■ Action item:
What is needed is an exact copy of every record below.

━━━━━ Extracted material

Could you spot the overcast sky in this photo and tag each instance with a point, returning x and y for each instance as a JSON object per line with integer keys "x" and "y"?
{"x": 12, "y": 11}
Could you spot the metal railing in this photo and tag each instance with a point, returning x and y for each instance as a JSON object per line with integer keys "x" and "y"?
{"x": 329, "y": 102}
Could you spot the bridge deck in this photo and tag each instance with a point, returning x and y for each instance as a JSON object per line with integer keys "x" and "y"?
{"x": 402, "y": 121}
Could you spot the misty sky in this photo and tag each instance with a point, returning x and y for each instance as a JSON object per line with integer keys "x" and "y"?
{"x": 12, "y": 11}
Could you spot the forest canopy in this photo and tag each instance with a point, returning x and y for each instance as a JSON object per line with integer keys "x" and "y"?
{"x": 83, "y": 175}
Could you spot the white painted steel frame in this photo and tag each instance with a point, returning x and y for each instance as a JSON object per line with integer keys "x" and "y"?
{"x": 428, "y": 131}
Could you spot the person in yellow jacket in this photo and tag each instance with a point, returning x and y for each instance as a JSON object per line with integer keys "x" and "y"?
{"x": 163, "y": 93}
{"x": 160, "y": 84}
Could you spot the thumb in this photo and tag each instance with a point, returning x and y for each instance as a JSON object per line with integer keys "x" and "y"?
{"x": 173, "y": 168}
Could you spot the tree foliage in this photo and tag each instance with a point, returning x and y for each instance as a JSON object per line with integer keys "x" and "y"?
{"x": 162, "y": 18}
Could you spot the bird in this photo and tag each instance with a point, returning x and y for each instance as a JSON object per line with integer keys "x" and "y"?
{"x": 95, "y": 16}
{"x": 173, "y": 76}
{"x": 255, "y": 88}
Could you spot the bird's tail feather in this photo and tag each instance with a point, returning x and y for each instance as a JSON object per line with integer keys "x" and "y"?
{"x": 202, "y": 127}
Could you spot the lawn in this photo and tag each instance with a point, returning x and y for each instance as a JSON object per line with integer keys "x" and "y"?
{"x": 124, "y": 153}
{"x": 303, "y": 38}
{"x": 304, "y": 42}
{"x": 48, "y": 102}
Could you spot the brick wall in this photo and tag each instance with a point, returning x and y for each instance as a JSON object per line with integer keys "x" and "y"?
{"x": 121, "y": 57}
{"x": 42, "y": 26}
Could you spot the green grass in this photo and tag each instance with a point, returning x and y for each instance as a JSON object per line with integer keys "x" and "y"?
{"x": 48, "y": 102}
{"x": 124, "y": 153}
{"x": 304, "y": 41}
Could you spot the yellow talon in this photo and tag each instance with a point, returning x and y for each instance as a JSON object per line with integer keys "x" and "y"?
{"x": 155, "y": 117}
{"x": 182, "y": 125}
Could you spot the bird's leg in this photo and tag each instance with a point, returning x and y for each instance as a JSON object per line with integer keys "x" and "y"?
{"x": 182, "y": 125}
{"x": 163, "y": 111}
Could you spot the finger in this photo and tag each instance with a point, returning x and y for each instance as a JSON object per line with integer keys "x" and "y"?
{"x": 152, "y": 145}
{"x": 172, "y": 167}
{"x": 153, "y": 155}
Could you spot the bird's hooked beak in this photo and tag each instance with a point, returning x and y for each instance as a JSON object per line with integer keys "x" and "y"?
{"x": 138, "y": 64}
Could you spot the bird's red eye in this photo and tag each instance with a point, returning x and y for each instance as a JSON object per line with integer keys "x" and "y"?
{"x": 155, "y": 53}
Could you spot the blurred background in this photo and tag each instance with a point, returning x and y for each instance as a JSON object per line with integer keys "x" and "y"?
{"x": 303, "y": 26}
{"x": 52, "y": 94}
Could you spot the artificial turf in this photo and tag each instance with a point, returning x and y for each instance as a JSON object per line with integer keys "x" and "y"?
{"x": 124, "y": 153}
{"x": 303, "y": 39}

━━━━━━━━━━

■ Finished task:
Could you spot the overcast sky in this photo and tag each instance with a point, returning x and y for each instance as a JSON object per line with integer keys "x" and "y"?
{"x": 12, "y": 11}
Could you spot the metal railing in this photo and tag each instance with a point, returning x and y for each instance as a JSON object per line with integer keys "x" and "y"?
{"x": 329, "y": 102}
Could you spot the bridge deck in this photo and tag each instance with a point, returning x and y for each instance as a JSON object per line with integer keys "x" and "y"?
{"x": 402, "y": 121}
Could you spot the misty sky in this photo and tag each instance with a point, returning x and y for each instance as a JSON object per line with integer keys "x" and "y"?
{"x": 12, "y": 11}
Could you spot the forest canopy in this photo and tag each instance with a point, returning x and y for each instance as a JSON object per line with integer keys "x" and "y"?
{"x": 83, "y": 175}
Could you spot the white painted steel frame in this photo and tag each instance with a point, returning x and y for each instance as a JSON object per line with integer keys "x" and "y"?
{"x": 428, "y": 131}
Could you spot the person in yellow jacket in this photo and tag each instance with a point, returning x and y for each instance as a JSON object per line with integer keys "x" and "y"?
{"x": 163, "y": 93}
{"x": 160, "y": 84}
Could you spot the thumb in this photo and tag each instance with a point, returning x and y for each instance as a JSON object per line with integer keys "x" and "y"?
{"x": 173, "y": 168}
Could you spot the tree foliage in this photo and tag each instance with a point, returning x and y for each instance as a JSON object per line with integer keys "x" and "y"?
{"x": 162, "y": 18}
Could you spot the bird in this photo and tag each instance with a point, returning x and y for each instance as a JSON object per line with integer keys "x" and "y"?
{"x": 95, "y": 16}
{"x": 173, "y": 76}
{"x": 255, "y": 88}
Could you spot the bird's tail feather in this photo and tag each instance with a point, returning x and y for each instance as a JSON object per line with integer keys "x" and "y"?
{"x": 202, "y": 127}
Could you spot the lawn in this photo and tag each instance with a point, returning x and y for each instance as a JSON object per line with integer keys "x" and "y"?
{"x": 124, "y": 153}
{"x": 303, "y": 38}
{"x": 304, "y": 42}
{"x": 48, "y": 102}
Could you spot the brick wall in this photo and tag each instance with a point, returning x and y for each instance as a JSON object per line with integer keys "x" and "y"?
{"x": 121, "y": 57}
{"x": 42, "y": 26}
Could you spot the green grass in this photo and tag each instance with a point, returning x and y for each instance as a JSON object per line with integer keys "x" and "y"?
{"x": 48, "y": 102}
{"x": 124, "y": 153}
{"x": 304, "y": 41}
Could you spot the yellow talon in this photo and tag each instance with a point, returning x and y for each instance as a JSON object per line with integer keys "x" and "y"?
{"x": 155, "y": 117}
{"x": 182, "y": 125}
Could you spot the bird's leg in this photo and tag each instance with a point, returning x and y for each instance as a JSON object per line with integer keys "x" and "y"?
{"x": 182, "y": 125}
{"x": 163, "y": 111}
Could you spot the finger in this photo and tag each instance with a point, returning x and y for each instance as a JSON object per line with integer keys "x" and "y"?
{"x": 152, "y": 145}
{"x": 172, "y": 167}
{"x": 153, "y": 155}
Could you spot the bird's hooked beak in this photo and tag each instance with a point, returning x and y for each instance as a JSON object per line with integer keys "x" and "y"?
{"x": 138, "y": 64}
Could you spot the bird's red eye in this photo and tag each instance with a point, returning x and y for each instance as a JSON object per line with integer keys "x" and "y"?
{"x": 155, "y": 53}
Could you spot the blurred background in this photo and tag each instance with a point, returning x and y for each instance as a JSON object per line with integer keys "x" and "y"?
{"x": 303, "y": 26}
{"x": 52, "y": 94}
Could you spot the artificial turf in this photo and tag each instance with a point, returning x and y for each instance as a JSON object per line with integer keys "x" and "y"?
{"x": 124, "y": 153}
{"x": 303, "y": 39}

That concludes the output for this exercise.